Search by product name or hair type/concerns
by: Better Not Younger
October 03, 2018
In my many years working in the beauty industry, there was an accepted hierarchy to the different body features and product categories. And it even permeated to how we felt about our specific assignments. It was known to be “face – hair – hands – body”, and depending on the season, body would be prioritized as legs, feet, and then the rest.
This related to how consumers valued their body features, and how much time, energy and money they were willing to invest in products to enhance or correct them. We as women have taken so much better care of our faces than the rest of our bodies for so long!
Working in hair care, we recognized our products were hand in hand with facial skin care, but we found an analogy that always resonated: your hair is like a frame around a picture. It can enhance it and even make a less than perfect image look much better. Or, when it doesn’t fit the style or isn’t well taken care of, it can make even the prettiest painting loose value.
But as the saying goes “you never truly value what you have until you lose it”. And it was last year, when two women near and dear to me were diagnosed with breast cancer and had to go through chemo, that I understood how deep our hair is related to our self-esteem. Thankfully, both my friend Rachel and my mom overcame the disease and the side effects of the treatments. But I am still impressed by how the prospect of losing their hair affected them even more than the illness itself. They are both smart, strong women, and their physical appearance is just a small part of who they are. But without their hair they felt naked and vulnerable. They didn’t feel sick, but losing their hair made them feel ill.
You may ask why am I bringing up the topic of hair loss as a side effect of chemo in what is a blog celebrating beauty at any age? Well, because as mature women we know that life is a rollercoaster ride, and we embrace it with its highs and lows. And whatever curve ball it throws at us, we have accumulated the wisdom and the power to put it in perspective and value it as a learning experience.
As my mom and my friend recovered and started growing their hair back, I was amazed with their new sense of confidence. My mother chose to embrace all the shades of brown and gray and gave up on coloring for a while. My friend Rachel fell in love with the short look in a very blond shade that reminds me of Annie Lennox, and she insists that this punk rocker style reflects how empowered she feels now.
So now, I value working on hair care products even more. Because I know that what we do is not just about hair and beauty. It is about creating the perfect frame for each picture. Or to put a proper crown on the faces of so many women who are beautiful and brave in their own particular way.

◆ Instructions for the task ◆
Give the passage of the blog post from "As my mom and" to "own particular way.", replacing "crown" with "tiara". The records that follow come from a separate source, not from the blog post.

◆ Data for analysis ◆
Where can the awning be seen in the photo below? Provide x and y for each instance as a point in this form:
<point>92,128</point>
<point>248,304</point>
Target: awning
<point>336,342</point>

◆ Answer to this problem ◆
As my mom and my friend recovered and started growing their hair back, I was amazed with their new sense of confidence. My mother chose to embrace all the shades of brown and gray and gave up on coloring for a while. My friend Rachel fell in love with the short look in a very blond shade that reminds me of Annie Lennox, and she insists that this punk rocker style reflects how empowered she feels now.
So now, I value working on hair care products even more. Because I know that what we do is not just about hair and beauty. It is about creating the perfect frame for each picture. Or to put a proper tiara on the faces of so many women who are beautiful and brave in their own particular way.